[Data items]

========

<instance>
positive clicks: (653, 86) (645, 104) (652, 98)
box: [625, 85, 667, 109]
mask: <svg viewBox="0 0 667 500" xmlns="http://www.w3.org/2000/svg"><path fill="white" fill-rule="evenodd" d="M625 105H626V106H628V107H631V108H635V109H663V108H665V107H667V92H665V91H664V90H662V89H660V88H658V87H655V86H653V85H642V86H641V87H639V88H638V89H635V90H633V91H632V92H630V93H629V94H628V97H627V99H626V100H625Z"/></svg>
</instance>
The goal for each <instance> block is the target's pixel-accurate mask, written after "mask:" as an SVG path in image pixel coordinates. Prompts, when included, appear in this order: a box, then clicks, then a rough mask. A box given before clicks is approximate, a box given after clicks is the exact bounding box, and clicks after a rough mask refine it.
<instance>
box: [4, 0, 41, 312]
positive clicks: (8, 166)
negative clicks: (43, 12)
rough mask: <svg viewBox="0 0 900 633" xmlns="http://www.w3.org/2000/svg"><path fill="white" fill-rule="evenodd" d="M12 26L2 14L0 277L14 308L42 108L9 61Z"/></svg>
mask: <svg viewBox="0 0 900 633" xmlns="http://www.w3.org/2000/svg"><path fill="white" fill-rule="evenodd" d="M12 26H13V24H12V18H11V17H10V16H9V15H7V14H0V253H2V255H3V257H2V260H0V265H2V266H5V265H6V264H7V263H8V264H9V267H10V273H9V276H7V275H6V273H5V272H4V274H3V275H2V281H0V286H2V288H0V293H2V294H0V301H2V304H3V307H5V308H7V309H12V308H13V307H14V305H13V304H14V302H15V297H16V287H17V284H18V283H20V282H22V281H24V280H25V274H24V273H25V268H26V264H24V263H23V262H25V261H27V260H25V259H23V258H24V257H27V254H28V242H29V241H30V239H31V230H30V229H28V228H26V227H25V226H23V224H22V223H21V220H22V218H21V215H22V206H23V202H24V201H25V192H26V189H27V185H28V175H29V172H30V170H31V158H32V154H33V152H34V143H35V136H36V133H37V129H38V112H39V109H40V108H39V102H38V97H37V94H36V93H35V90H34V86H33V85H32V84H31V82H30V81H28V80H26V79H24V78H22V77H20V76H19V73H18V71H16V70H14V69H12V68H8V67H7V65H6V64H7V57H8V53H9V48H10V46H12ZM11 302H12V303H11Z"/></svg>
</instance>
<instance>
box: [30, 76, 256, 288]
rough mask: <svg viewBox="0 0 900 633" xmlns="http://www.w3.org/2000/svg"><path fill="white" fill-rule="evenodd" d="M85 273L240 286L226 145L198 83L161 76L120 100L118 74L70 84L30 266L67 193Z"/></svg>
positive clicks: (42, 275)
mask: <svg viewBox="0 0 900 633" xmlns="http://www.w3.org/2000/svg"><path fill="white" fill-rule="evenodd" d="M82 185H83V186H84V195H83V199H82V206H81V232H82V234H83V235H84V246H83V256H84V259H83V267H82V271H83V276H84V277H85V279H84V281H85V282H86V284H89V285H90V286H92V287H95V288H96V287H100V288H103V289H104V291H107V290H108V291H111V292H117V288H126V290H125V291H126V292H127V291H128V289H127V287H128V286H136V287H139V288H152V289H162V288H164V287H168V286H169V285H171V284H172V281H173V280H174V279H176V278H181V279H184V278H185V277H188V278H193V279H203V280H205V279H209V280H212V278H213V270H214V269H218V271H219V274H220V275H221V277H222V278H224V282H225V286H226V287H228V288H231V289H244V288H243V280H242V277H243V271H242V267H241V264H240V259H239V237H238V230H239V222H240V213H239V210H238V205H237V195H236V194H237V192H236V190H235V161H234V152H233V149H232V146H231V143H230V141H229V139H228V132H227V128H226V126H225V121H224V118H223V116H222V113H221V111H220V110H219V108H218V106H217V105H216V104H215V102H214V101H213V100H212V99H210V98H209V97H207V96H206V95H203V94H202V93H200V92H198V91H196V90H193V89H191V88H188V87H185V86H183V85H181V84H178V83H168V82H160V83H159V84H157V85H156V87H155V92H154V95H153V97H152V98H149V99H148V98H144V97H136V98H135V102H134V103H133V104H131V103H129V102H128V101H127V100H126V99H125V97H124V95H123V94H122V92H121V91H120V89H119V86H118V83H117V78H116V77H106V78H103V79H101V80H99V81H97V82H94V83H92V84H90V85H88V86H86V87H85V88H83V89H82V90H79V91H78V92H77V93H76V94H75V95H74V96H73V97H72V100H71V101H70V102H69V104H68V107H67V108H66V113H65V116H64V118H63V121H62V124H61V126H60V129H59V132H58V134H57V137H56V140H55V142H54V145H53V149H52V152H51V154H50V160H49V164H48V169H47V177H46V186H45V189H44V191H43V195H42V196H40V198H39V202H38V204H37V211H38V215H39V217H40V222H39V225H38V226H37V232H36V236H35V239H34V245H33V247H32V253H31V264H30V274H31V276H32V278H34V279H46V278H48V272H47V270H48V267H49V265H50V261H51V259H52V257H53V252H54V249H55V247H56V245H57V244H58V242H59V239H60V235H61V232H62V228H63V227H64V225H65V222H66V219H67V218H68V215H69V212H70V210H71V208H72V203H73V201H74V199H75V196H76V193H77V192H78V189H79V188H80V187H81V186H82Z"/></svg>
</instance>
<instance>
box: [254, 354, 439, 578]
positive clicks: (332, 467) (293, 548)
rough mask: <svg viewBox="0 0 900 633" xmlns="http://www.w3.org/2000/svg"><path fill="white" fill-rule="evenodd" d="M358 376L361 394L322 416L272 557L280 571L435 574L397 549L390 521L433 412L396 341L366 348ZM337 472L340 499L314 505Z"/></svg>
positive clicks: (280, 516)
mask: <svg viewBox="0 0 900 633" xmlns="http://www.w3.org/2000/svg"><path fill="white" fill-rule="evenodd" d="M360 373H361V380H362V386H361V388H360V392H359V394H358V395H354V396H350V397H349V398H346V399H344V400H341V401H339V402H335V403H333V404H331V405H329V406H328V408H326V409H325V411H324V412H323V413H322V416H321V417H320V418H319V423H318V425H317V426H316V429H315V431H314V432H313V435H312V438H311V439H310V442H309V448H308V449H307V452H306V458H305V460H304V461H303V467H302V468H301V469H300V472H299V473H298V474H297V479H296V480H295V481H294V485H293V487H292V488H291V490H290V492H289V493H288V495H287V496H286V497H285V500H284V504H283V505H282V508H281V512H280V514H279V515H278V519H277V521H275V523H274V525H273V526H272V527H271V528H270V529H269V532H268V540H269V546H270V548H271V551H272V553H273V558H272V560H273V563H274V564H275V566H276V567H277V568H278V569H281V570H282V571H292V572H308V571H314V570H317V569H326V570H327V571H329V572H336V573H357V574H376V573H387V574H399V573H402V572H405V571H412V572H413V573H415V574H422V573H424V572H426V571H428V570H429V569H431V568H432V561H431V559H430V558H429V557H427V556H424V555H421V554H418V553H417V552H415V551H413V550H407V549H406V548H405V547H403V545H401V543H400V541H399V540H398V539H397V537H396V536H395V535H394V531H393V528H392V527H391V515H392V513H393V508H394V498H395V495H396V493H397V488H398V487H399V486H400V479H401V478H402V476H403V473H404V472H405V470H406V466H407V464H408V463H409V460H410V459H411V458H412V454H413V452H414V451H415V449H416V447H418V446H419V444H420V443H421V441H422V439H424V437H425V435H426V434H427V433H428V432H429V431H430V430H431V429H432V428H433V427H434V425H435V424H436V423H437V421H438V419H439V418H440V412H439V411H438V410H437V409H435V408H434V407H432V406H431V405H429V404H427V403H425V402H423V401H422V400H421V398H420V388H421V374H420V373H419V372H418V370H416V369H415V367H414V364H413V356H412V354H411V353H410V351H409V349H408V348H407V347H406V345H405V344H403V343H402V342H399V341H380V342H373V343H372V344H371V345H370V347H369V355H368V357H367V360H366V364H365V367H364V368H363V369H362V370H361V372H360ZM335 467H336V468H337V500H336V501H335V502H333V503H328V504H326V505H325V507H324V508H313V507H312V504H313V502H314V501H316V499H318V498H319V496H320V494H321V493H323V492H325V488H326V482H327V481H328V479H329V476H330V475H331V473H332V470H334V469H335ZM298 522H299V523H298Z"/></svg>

========

■ **WHAT THE TASK REQUIRES**
Your task is to retype the entries verbatim, starting with the line that holds "The goal for" and stopping after the line that holds "negative clicks: (43, 12)".

■ **RESPONSE FOR THIS EXERCISE**
The goal for each <instance> block is the target's pixel-accurate mask, written after "mask:" as an SVG path in image pixel coordinates. Prompts, when included, appear in this order: a box, then clicks, then a rough mask. A box given before clicks is approximate, a box given after clicks is the exact bounding box, and clicks after a rough mask refine it.
<instance>
box: [4, 0, 41, 312]
positive clicks: (8, 166)
negative clicks: (43, 12)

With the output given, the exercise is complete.